__EXERCISES__
a: Copy the listing from its first line up to and including the line with "[0, 0, 500, 186]".
b: Pick up the passage about the season finale podcast after its last sentence and keep writing it.

__PASSAGE PROVIDED__

It was the season finale that had everyone talking, with an ending that was both shocking and, in retrospect, a completely logical conclusion for Logan (Brian Cox), Kendall (Jeremy Strong), and the rest of the Roy family. Now climb aboard their $150 million yacht to find out how such a perfect episode of television was made.

In the podcast below, the filmmakers, along with actors Brian Cox and Jeremy Strong, pull back the curtain on filming the iconic “You’re not a killer” scene as well as Logan’s final smirk. Editor Bill Henry reveals the ways he needed to pull back in the editing room, even losing parts of scenes, to ensure what happens at the press conference remained a surprise, but still stayed true to Kendall’s journey to betray his father. Composer Nicholas Britell shares the music he wrote to capture the demons that brought Kendall to this dramatic decision.

You can listen to the podcast above, or by subscribing via Apple Podcasts, Spotify, or Overcast.

__TASK INPUT__

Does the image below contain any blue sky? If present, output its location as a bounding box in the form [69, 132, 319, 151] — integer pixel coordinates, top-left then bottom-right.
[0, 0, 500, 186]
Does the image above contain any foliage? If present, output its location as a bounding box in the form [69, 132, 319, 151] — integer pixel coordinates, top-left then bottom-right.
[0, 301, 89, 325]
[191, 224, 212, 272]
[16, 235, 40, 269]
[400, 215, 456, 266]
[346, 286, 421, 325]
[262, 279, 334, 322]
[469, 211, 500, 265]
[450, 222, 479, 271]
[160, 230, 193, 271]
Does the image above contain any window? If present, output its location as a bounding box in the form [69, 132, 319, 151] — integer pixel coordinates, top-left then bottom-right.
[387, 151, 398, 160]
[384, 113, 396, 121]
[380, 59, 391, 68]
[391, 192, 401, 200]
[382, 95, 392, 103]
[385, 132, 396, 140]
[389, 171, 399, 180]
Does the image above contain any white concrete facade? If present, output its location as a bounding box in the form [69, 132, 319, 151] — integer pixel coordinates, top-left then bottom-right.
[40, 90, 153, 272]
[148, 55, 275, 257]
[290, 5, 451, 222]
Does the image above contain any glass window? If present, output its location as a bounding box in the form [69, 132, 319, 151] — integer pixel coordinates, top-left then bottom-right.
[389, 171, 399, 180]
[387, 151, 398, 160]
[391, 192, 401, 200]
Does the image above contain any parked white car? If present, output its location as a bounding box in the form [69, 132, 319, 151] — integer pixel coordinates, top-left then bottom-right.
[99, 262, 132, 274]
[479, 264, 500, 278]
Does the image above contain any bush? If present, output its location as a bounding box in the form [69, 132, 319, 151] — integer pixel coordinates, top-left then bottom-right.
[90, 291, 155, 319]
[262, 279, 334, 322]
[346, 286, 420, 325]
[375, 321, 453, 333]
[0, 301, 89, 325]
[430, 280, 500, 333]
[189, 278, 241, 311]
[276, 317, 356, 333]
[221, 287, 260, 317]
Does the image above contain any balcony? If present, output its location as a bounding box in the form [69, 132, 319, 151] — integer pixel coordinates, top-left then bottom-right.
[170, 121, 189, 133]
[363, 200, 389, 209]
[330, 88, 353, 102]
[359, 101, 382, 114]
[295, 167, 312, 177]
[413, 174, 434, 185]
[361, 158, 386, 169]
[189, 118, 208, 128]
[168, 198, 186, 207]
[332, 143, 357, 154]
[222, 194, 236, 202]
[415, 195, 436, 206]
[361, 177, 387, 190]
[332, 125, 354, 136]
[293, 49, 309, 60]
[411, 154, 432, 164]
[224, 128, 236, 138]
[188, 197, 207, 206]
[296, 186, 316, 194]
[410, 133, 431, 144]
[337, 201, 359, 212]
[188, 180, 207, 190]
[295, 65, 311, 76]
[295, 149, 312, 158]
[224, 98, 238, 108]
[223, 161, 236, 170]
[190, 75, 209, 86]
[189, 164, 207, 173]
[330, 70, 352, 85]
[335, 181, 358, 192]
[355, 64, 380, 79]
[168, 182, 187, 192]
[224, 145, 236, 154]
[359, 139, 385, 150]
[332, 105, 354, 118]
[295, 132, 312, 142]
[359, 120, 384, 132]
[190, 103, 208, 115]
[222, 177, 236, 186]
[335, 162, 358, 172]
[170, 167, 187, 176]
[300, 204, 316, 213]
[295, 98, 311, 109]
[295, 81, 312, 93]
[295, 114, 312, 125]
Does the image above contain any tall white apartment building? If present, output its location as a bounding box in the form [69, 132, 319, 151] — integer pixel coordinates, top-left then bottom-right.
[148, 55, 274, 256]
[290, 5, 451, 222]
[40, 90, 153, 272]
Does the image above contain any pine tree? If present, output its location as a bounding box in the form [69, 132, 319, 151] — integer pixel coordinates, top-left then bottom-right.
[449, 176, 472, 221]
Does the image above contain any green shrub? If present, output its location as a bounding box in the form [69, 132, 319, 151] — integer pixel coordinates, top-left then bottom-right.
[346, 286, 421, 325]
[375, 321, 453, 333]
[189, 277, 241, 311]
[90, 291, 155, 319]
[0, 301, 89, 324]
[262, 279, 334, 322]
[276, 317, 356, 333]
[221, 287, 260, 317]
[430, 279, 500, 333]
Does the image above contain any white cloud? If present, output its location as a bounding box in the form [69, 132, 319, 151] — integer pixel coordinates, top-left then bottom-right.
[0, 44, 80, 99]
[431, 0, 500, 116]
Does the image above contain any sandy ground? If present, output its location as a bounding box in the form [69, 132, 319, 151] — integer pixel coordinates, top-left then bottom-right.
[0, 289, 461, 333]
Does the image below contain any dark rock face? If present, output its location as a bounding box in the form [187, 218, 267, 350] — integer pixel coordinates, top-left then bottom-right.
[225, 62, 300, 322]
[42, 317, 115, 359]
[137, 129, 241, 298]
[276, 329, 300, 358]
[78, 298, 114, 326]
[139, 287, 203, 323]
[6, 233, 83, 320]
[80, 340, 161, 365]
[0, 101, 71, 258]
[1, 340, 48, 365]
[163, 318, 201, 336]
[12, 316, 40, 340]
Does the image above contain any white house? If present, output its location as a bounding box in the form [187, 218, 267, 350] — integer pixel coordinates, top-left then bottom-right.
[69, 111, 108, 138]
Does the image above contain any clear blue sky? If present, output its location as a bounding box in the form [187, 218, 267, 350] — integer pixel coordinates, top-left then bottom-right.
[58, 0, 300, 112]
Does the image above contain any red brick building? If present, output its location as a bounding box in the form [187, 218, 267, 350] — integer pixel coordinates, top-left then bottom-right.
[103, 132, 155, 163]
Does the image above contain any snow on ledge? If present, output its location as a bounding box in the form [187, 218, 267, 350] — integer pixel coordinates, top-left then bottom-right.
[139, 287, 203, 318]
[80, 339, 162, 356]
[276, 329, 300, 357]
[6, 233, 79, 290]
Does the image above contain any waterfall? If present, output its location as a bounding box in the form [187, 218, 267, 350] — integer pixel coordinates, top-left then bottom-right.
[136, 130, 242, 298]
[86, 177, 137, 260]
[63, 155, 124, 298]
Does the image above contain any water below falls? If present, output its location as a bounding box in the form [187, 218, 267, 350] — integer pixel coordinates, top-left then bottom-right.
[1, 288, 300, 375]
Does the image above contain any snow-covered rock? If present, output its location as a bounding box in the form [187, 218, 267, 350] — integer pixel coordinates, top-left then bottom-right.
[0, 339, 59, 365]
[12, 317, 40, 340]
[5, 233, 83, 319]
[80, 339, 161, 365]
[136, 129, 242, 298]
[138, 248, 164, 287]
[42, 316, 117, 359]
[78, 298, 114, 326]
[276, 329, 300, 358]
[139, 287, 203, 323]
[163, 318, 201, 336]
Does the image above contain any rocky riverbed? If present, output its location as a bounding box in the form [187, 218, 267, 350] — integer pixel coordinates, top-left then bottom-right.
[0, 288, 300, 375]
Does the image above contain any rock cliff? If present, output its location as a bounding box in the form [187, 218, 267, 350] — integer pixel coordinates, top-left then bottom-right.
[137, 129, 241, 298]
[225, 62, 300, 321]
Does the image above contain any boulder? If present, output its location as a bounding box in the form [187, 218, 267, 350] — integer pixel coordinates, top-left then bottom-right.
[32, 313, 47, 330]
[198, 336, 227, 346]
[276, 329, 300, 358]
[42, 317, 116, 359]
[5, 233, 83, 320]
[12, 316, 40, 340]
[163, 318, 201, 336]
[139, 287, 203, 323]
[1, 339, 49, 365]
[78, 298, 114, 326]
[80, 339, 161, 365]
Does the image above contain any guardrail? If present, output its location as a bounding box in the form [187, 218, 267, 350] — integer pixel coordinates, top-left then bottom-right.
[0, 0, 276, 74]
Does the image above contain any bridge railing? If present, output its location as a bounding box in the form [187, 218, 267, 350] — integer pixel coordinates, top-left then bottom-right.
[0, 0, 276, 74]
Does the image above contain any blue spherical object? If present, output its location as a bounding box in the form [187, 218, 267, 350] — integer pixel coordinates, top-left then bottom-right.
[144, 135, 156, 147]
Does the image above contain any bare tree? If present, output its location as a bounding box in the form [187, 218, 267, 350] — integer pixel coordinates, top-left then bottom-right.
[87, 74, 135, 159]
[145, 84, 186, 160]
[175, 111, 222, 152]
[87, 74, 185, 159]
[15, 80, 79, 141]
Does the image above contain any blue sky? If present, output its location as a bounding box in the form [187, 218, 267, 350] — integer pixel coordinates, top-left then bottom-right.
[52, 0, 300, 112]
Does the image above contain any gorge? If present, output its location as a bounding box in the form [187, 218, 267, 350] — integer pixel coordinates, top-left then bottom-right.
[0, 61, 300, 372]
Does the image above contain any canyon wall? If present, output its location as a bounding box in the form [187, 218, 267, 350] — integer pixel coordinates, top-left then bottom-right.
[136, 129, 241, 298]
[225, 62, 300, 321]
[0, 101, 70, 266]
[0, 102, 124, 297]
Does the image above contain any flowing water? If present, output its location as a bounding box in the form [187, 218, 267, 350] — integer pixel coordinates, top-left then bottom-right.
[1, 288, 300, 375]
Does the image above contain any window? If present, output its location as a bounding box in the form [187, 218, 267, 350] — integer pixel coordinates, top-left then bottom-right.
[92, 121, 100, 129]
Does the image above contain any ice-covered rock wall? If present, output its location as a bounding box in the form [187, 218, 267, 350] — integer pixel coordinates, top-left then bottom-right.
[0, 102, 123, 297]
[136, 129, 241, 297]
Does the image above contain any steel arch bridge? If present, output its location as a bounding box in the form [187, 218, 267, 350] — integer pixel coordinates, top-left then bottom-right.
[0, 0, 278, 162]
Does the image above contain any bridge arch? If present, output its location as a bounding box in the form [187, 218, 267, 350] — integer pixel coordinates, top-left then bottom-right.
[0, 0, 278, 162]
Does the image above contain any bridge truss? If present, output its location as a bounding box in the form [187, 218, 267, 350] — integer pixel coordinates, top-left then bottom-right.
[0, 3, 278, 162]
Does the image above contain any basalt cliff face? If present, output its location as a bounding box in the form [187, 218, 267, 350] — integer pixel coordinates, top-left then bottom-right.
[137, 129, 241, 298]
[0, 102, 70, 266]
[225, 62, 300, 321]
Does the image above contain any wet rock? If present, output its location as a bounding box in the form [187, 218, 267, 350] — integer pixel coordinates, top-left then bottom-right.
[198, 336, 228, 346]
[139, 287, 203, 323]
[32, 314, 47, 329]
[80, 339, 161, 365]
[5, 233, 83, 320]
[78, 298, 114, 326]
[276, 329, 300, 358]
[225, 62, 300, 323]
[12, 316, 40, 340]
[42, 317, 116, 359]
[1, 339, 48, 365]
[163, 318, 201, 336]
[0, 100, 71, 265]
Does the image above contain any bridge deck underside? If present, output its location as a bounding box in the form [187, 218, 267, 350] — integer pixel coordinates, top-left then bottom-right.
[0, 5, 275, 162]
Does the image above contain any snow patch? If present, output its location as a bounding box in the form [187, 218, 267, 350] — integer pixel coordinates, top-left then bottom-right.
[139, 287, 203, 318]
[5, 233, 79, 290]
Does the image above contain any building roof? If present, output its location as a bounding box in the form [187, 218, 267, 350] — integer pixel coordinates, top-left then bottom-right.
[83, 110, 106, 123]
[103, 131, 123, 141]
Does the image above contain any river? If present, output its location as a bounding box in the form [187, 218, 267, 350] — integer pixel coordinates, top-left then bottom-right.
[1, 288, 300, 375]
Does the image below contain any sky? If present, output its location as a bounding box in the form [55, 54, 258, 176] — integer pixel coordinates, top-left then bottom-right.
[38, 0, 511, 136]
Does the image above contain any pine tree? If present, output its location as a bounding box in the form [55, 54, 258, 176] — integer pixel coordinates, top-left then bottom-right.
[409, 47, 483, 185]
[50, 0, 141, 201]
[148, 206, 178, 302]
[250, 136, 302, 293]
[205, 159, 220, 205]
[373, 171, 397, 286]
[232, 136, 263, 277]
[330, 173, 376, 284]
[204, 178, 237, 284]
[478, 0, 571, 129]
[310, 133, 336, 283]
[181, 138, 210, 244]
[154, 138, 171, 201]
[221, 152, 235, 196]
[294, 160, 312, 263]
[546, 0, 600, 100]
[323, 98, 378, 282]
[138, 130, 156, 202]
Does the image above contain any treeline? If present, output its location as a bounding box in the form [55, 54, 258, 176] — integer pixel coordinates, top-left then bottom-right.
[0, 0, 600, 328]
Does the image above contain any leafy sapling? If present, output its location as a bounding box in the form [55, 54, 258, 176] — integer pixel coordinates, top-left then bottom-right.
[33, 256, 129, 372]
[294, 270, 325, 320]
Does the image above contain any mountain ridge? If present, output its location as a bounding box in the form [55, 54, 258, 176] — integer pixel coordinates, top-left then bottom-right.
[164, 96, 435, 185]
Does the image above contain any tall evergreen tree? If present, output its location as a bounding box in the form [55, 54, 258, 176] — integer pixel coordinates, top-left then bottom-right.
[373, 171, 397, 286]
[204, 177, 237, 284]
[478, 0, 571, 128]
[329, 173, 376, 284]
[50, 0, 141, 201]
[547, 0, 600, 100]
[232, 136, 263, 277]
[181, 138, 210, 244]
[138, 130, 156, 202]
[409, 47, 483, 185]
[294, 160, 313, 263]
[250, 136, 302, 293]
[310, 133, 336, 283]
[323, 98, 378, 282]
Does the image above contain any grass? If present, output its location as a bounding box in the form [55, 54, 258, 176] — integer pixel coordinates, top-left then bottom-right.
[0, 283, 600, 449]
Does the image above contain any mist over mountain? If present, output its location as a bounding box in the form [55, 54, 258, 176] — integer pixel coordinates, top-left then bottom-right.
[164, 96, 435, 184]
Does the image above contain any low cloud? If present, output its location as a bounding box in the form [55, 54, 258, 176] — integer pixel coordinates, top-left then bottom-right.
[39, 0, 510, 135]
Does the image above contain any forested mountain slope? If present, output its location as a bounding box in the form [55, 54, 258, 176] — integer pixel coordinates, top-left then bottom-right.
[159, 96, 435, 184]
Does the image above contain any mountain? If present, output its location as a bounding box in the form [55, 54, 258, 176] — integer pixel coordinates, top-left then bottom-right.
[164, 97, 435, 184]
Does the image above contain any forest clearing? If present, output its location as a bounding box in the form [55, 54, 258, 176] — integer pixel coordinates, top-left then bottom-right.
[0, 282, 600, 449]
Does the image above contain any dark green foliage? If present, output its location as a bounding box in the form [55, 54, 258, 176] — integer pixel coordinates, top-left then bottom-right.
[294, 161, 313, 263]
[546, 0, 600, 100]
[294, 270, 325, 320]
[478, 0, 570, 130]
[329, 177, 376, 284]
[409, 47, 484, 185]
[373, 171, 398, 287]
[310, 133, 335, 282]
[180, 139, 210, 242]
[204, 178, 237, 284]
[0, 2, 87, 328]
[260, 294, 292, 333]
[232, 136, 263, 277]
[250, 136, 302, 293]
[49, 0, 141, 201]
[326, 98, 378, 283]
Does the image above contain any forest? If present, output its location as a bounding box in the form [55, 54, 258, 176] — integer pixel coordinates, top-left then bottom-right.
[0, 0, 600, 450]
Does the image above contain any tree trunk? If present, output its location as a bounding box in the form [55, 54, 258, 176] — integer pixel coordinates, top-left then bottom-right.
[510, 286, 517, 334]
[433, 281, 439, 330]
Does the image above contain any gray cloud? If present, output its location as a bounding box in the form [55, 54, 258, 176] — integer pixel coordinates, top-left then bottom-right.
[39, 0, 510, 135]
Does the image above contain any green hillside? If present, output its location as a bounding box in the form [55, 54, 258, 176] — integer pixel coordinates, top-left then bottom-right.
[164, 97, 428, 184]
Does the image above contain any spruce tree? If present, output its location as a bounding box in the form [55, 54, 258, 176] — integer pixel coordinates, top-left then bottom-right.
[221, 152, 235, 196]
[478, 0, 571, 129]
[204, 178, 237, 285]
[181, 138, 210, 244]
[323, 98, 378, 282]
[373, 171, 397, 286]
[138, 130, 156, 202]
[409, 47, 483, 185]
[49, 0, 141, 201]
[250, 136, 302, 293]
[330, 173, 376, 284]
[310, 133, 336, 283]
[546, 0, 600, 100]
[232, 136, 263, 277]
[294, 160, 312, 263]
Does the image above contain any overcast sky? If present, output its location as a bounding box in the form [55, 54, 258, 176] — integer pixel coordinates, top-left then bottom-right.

__ANSWERS PER TASK__
a:
Does the image below contain any blue sky? If present, output its location as a bounding box in the form [69, 132, 319, 151] — integer pixel coordinates, top-left then bottom-right.
[0, 0, 500, 186]

b:
What you learn in the podcast above is how an episode of “Succession” gets made: How Armstrong intentionally over-writes episodes that he, Mylod, and the editors will trim whole scenes from in the editing room, as the show is allowed to constantly hone TV’s sharpest blade cuts. What’s remarkable — and is reflected in the video essays below — is how this applies at all stages of creation. “Succession” is a tightly structured piece of storytelling that is kept fresh by creatives who are constantly able to improvise and react to what unfolds. Adds Armstrong, “[Our] craftspeople are doing things that you couldn’t verbalize because they do them with rhythm. And they’re [involved] with all the choices that are there to be made, and you’re in sync with them — it just means that my work is much easier.”

Succession Deep Dive - Episode 1

Capturing the Roys: Revealing Reactions

On “Succession,” scenes are shot by two to three camera operators who are given a tremendous amount of freedom and encouragement to follow their instincts. Listening and reacting to characters, they pan and reframe to capture what they instinctively feel is most interesting.
“The camera reacts with the speed of a human being rather than somebody who knows what’s going to happen next,” Armstrong said. “And that lets the comedy and drama play in a way which I think subliminally makes you feel like you’re in the room.”

This means the camera operators will often move off the character who is speaking, putting as much significance on those reacting to the speaker.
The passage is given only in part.